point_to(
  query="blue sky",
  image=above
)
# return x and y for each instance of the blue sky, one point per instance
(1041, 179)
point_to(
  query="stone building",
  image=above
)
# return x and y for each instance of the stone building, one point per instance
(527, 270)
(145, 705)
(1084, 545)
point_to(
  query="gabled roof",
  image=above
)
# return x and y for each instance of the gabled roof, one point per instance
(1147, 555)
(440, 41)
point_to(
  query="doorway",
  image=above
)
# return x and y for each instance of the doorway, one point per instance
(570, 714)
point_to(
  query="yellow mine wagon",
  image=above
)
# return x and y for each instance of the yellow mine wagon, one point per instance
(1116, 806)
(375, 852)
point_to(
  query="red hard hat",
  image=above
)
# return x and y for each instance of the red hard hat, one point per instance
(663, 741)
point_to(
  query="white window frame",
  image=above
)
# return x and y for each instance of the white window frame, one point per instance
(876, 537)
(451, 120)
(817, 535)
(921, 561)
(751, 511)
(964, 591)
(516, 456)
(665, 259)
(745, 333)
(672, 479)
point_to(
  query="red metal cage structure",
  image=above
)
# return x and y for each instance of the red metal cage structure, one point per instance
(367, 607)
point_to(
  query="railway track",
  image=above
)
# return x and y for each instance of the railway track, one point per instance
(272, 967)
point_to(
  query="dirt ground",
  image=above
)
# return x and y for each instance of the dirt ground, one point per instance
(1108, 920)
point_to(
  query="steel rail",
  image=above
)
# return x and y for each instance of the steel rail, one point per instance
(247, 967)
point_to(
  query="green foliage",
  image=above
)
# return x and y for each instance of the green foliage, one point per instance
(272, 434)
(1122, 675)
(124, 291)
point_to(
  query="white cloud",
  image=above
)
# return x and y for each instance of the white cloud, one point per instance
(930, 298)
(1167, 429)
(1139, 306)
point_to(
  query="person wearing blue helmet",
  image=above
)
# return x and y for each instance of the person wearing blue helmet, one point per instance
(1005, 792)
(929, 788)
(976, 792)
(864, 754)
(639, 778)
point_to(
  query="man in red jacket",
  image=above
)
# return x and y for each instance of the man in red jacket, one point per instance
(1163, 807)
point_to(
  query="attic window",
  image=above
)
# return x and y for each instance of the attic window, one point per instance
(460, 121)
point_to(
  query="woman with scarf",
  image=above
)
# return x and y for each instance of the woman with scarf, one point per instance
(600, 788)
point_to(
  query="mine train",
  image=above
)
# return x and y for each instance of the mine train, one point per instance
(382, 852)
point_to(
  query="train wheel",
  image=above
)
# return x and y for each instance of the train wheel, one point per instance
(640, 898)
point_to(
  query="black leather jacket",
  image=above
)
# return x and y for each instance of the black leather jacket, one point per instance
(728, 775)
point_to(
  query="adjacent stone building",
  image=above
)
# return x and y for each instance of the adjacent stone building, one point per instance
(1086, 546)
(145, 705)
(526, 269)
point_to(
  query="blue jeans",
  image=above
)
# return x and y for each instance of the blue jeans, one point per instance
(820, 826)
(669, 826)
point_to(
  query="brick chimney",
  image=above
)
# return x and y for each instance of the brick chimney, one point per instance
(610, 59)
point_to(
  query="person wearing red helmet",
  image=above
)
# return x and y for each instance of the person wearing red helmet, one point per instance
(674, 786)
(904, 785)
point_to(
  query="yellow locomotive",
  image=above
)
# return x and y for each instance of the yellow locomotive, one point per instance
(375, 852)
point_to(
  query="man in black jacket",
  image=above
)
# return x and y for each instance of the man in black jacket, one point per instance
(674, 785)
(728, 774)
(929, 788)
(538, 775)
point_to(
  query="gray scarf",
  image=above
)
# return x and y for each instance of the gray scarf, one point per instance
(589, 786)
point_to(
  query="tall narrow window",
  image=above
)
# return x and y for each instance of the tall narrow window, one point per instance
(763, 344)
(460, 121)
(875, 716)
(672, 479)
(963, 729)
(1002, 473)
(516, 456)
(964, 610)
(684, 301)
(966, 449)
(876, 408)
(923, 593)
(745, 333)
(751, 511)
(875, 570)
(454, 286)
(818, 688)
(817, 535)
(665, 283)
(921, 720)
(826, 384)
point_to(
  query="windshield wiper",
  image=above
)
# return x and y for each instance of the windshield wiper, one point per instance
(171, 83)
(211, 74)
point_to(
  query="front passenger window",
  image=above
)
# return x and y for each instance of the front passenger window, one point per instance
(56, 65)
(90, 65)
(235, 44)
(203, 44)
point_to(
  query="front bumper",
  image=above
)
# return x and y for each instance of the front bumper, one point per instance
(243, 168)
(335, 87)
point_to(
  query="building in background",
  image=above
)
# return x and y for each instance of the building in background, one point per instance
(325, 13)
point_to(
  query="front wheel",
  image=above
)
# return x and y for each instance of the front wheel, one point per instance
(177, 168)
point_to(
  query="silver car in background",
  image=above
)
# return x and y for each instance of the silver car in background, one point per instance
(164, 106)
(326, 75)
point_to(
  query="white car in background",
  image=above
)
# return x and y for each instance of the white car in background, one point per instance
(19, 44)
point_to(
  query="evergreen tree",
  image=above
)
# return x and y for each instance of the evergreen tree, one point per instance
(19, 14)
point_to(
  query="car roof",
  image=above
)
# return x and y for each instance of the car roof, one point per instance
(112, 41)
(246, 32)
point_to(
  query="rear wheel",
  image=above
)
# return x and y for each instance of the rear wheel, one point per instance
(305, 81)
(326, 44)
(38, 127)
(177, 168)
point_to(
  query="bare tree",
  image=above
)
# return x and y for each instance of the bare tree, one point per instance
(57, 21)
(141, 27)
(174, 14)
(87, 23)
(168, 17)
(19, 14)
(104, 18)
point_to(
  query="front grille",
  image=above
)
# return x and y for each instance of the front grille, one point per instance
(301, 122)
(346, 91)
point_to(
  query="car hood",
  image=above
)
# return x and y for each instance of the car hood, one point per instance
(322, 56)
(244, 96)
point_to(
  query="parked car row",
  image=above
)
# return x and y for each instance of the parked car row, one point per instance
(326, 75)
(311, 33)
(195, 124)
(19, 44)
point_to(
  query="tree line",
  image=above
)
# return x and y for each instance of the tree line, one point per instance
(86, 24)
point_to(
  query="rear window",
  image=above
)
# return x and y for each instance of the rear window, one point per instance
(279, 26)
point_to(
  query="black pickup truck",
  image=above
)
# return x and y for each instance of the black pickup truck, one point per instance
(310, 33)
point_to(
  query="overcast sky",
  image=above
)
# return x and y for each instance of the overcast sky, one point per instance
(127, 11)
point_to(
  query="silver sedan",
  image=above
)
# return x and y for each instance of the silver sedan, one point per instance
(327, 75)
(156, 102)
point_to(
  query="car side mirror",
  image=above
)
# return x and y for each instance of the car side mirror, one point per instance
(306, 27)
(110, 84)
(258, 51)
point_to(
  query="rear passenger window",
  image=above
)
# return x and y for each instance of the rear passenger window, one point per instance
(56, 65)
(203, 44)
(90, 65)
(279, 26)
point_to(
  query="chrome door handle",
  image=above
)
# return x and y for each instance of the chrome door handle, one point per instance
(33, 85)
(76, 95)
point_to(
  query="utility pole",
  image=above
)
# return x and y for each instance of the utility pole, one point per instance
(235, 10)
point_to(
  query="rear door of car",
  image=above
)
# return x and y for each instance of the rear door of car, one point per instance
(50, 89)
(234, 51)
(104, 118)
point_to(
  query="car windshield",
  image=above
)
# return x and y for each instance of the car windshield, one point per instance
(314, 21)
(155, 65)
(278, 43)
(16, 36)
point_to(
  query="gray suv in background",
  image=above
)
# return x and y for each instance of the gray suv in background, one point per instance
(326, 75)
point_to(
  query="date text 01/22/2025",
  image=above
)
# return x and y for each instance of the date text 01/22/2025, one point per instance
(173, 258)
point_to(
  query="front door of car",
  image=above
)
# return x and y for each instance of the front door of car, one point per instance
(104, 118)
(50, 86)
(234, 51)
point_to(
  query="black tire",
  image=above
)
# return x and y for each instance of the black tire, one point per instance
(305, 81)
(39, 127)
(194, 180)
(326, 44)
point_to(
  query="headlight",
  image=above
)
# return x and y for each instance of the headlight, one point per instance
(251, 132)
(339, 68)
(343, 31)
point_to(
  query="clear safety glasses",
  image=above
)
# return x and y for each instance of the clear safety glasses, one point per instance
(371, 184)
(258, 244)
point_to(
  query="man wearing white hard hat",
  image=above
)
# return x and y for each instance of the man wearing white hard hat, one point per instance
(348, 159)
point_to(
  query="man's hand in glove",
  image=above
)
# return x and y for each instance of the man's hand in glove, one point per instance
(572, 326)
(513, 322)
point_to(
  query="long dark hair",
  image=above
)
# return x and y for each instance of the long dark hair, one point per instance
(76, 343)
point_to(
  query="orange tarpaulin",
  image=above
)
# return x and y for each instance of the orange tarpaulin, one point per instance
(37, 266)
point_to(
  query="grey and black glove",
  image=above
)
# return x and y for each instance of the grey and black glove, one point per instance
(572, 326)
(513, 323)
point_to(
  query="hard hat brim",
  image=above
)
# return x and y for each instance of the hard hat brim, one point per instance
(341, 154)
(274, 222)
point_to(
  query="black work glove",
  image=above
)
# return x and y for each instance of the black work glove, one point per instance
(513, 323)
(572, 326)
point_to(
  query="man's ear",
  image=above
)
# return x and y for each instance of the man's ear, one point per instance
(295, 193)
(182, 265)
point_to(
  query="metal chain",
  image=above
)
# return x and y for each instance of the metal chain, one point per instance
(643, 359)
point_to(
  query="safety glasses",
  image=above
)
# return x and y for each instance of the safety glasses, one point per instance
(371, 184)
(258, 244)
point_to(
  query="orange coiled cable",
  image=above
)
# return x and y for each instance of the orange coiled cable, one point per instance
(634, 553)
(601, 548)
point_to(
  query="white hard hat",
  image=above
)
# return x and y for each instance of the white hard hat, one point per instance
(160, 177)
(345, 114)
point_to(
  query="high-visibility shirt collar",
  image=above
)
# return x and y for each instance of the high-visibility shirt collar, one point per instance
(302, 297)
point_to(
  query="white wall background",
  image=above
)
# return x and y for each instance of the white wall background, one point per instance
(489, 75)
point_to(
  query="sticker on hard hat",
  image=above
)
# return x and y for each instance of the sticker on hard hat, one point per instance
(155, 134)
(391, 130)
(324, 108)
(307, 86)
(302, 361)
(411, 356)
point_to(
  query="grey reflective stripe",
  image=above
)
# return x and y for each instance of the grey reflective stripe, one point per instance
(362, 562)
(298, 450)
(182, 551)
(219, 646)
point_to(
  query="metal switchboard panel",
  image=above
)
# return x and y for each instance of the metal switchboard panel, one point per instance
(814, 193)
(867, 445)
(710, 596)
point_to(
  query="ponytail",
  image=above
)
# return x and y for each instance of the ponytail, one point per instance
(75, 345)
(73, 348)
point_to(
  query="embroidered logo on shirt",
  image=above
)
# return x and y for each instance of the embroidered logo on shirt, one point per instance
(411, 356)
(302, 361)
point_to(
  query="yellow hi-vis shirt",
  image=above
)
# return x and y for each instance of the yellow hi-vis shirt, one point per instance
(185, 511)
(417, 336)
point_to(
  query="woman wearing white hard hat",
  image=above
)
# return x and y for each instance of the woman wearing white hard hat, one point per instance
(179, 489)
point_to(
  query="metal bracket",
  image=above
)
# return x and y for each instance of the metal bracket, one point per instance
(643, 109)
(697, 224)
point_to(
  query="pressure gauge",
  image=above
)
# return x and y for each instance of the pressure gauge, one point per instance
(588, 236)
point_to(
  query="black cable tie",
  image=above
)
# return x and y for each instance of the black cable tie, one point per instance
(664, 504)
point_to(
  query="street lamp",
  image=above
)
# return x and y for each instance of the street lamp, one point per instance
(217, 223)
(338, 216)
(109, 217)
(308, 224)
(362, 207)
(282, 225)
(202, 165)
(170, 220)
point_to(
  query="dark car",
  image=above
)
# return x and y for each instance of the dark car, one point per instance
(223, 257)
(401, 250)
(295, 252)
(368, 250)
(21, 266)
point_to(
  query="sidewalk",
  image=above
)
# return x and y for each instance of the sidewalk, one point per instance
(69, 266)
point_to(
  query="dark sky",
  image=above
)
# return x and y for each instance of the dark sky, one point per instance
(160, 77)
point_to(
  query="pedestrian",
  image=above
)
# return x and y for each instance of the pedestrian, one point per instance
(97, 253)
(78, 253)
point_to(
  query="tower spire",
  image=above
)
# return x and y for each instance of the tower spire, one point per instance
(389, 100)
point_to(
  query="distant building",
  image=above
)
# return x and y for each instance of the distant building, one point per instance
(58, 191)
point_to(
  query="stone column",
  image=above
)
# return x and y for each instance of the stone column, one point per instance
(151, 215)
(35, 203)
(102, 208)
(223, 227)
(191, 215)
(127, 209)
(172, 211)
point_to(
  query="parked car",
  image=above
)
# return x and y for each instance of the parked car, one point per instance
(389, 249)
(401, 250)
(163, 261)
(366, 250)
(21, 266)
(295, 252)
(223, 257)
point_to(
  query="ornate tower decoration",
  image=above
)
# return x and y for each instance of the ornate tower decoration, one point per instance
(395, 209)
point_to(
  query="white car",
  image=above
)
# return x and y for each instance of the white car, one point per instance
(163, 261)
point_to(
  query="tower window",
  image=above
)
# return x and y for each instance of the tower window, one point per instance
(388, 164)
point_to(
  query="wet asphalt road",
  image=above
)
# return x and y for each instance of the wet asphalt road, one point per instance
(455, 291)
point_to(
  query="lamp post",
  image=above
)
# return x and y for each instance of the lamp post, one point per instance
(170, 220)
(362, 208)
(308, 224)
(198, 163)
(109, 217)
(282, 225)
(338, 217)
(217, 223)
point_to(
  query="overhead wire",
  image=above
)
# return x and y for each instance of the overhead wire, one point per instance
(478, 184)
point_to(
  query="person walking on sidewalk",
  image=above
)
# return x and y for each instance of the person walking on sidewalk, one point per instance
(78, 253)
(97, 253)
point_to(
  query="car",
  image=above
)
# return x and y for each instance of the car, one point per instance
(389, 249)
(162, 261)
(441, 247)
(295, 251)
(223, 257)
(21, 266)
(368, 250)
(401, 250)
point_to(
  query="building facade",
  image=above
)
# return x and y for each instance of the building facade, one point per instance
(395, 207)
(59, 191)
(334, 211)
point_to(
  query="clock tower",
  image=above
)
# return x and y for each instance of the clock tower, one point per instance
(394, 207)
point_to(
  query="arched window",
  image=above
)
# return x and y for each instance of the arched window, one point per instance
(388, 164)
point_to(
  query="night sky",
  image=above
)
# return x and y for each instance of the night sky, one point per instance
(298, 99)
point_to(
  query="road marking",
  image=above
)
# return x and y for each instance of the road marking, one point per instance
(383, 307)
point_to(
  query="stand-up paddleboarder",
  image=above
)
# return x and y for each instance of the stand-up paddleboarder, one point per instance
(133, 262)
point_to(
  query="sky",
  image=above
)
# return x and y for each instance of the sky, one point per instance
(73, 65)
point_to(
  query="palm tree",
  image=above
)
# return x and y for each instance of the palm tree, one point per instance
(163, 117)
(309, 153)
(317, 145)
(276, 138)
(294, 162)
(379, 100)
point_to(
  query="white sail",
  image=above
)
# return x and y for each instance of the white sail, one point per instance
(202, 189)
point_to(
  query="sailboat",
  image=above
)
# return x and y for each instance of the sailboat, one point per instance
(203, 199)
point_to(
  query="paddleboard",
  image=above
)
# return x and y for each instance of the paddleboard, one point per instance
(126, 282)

# [Problem description]
Everything from the line holding "paddleboard, one point per instance" through the final line of the material must be given again exactly, and nothing outside that stretch.

# [Exercise result]
# return x and y for each instance of the paddleboard, one point per instance
(126, 282)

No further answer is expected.